● The request
Edit the listing below so that "dark green leaf" becomes "yellow leaf", and leave every other line unchanged.

● Data lines

------------------------------------------------------------

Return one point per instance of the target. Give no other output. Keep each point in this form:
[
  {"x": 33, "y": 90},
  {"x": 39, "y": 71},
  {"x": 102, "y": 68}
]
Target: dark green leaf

------------------------------------------------------------

● Written reply
Return one point per instance of the target. Give no other output. Keep each point in this form:
[
  {"x": 33, "y": 90},
  {"x": 39, "y": 71},
  {"x": 102, "y": 68}
]
Target: yellow leaf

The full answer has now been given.